PROBLEM STATEMENT
Locate the line that contains "Domain: lane-usage study. Target: maroon", then copy it and all later lines of the data below exactly, through the last one.

▬▬▬

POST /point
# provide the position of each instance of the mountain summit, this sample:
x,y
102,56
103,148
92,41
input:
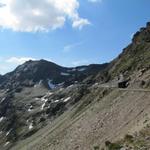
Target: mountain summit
x,y
46,106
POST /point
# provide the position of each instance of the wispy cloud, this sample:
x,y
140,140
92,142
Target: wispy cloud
x,y
37,15
80,62
95,1
70,47
18,60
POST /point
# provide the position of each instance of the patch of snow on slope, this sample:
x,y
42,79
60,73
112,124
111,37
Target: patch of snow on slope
x,y
43,105
1,119
51,85
82,69
8,132
6,143
3,99
67,99
37,85
30,108
56,101
65,74
31,126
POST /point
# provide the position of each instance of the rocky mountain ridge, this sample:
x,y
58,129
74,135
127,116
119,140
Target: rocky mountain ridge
x,y
81,104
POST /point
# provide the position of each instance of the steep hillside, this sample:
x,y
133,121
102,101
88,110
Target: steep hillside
x,y
32,96
44,106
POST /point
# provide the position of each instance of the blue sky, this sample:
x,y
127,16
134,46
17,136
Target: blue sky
x,y
85,32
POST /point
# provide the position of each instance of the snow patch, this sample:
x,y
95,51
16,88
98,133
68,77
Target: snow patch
x,y
31,126
51,85
3,99
56,101
1,119
8,132
65,74
82,69
43,105
67,99
30,108
6,143
38,84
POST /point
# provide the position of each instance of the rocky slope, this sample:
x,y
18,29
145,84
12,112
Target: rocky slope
x,y
46,106
32,96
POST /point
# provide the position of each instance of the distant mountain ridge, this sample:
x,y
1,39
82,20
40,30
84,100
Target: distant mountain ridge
x,y
86,102
32,72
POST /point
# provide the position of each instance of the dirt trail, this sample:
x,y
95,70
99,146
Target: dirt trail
x,y
120,112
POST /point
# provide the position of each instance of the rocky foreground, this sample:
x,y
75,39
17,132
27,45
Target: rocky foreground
x,y
44,106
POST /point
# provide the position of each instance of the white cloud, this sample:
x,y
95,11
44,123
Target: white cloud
x,y
9,64
80,62
39,15
69,47
95,1
18,60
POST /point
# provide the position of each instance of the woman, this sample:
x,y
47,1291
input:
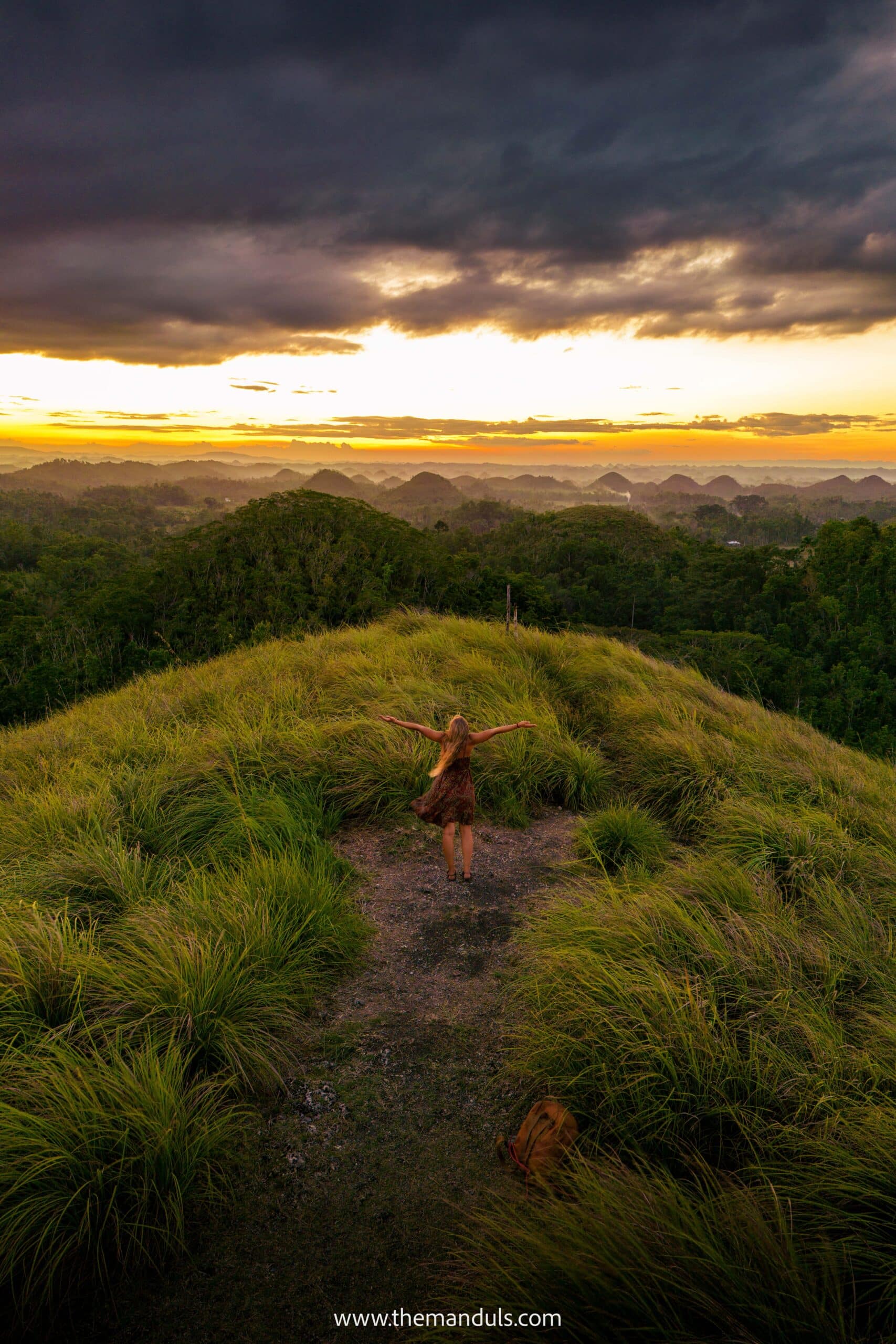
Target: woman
x,y
452,797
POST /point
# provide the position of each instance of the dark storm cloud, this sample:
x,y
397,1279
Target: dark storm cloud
x,y
188,181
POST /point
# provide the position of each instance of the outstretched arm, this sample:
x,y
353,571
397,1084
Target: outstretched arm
x,y
433,734
505,728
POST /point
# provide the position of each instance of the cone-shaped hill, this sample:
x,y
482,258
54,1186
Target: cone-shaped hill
x,y
425,488
327,481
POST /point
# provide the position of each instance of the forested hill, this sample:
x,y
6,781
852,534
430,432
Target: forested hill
x,y
809,631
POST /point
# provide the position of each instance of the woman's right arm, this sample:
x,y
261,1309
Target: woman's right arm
x,y
433,734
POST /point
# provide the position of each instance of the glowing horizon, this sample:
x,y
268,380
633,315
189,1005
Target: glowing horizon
x,y
477,395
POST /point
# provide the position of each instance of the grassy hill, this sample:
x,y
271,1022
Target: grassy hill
x,y
714,995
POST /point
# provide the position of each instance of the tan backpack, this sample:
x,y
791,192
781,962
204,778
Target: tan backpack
x,y
544,1136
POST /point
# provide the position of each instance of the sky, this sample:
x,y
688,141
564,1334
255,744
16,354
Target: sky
x,y
546,232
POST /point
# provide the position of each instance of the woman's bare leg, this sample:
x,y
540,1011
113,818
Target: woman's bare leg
x,y
448,846
467,848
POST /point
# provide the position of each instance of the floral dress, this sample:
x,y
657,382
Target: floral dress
x,y
450,797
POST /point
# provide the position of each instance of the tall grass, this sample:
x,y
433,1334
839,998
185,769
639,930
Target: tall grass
x,y
714,995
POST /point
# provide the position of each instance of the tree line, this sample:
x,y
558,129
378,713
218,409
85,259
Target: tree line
x,y
808,629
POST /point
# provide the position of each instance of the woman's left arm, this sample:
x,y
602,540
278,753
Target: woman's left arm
x,y
433,734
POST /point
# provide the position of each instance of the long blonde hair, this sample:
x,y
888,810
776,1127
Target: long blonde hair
x,y
453,743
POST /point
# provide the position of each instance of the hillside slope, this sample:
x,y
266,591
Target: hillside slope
x,y
715,996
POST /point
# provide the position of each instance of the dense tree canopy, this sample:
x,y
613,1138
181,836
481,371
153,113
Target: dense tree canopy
x,y
94,593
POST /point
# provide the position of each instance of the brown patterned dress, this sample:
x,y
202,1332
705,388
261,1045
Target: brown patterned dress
x,y
450,797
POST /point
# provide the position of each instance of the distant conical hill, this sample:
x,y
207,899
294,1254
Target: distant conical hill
x,y
425,488
327,481
679,484
614,481
724,487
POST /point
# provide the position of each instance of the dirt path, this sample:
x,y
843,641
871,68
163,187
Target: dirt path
x,y
363,1171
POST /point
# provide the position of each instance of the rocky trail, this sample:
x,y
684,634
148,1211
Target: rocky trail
x,y
361,1174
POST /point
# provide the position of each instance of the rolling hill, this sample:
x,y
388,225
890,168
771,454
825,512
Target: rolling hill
x,y
712,991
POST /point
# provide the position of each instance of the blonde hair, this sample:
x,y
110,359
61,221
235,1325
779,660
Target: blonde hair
x,y
453,743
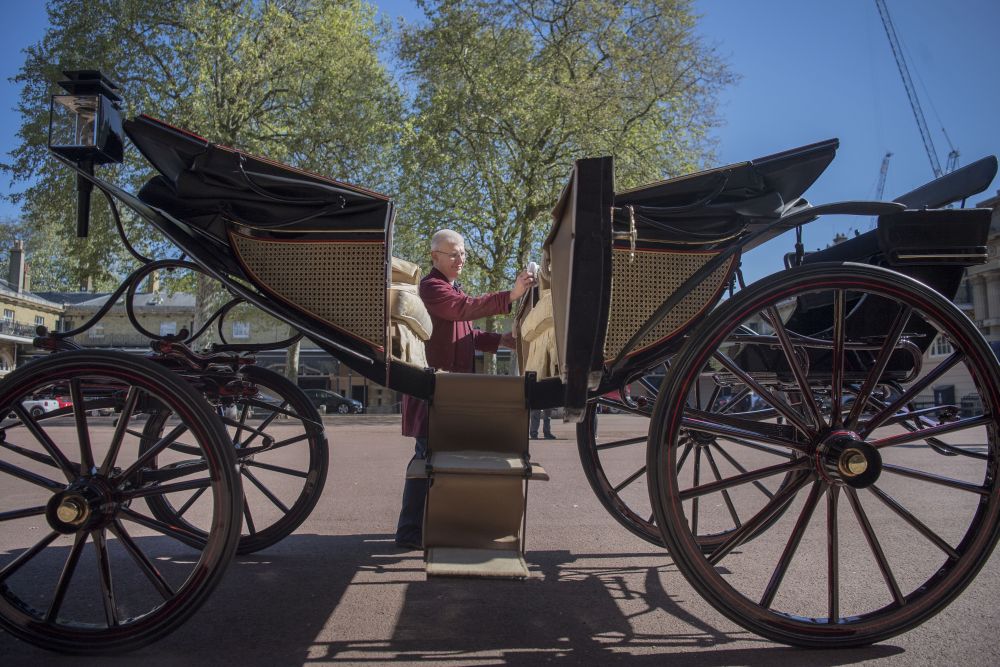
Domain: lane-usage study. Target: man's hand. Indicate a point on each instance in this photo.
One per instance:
(522, 284)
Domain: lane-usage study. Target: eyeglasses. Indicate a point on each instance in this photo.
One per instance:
(453, 256)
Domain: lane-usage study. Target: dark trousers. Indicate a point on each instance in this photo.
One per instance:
(540, 416)
(411, 516)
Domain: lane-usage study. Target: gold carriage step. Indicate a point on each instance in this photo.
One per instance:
(479, 468)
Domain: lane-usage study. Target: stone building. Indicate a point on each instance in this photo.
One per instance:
(23, 312)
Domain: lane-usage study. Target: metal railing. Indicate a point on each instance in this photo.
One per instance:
(13, 328)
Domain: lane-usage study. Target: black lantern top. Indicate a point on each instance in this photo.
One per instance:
(85, 124)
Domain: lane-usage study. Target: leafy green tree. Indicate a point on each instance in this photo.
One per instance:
(508, 93)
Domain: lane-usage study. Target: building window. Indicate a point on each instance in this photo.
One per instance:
(941, 347)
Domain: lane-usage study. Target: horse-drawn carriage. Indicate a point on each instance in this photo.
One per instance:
(750, 405)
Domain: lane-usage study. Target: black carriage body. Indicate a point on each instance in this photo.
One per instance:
(316, 250)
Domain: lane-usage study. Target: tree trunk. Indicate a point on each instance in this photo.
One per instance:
(292, 362)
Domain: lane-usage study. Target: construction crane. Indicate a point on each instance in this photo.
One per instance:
(911, 92)
(880, 185)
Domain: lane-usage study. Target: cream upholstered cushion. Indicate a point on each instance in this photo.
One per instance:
(410, 324)
(406, 306)
(539, 318)
(538, 334)
(405, 272)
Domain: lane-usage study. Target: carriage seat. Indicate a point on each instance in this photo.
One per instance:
(479, 468)
(409, 322)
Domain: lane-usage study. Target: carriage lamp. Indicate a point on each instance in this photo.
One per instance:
(85, 127)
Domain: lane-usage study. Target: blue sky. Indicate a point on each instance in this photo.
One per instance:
(809, 71)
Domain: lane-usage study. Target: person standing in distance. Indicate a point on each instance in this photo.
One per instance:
(452, 347)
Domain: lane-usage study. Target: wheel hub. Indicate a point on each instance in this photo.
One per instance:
(87, 504)
(843, 457)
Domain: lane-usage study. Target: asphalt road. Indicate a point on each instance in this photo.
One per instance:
(339, 592)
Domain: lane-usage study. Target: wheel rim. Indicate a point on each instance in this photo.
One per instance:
(854, 501)
(282, 461)
(89, 570)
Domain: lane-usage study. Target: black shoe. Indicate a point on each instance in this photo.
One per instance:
(409, 545)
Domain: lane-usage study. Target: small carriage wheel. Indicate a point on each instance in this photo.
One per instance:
(86, 568)
(282, 460)
(612, 450)
(882, 530)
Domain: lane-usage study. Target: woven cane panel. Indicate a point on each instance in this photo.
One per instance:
(638, 288)
(342, 284)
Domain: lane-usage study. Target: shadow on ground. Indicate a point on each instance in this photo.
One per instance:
(274, 608)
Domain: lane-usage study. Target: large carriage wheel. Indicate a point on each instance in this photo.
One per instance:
(893, 503)
(84, 567)
(282, 456)
(613, 439)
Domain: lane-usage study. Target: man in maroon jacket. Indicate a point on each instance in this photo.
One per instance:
(451, 347)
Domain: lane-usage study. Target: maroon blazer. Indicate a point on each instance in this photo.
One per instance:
(453, 342)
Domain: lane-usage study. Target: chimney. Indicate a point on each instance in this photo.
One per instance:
(15, 275)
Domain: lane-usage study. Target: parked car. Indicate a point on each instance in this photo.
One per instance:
(37, 407)
(331, 401)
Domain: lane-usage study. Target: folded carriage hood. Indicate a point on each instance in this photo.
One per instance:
(206, 185)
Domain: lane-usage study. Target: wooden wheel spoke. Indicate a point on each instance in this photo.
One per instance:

▬▬▬

WRITTEN REPLY
Domain: lane-usage study. Target: maroon blazer. Indicate a point on each instance in this photo.
One per instance:
(453, 342)
Domain: lane-usage study. Target: chimney. Indicate a point on each instance in this photo.
One per instance:
(15, 275)
Domain: lane-usage study. Target: parked car. Indicate a point on each instance in this photo.
One per instance:
(37, 407)
(331, 401)
Domain: lane-usage study. Target: folded carriage hood. Indicate a point on each instance in this photo.
One per instance:
(206, 185)
Domain: lane-usage study. Target: wooden wheel spoke. Indicate a point on each instance in this photo.
One per instance:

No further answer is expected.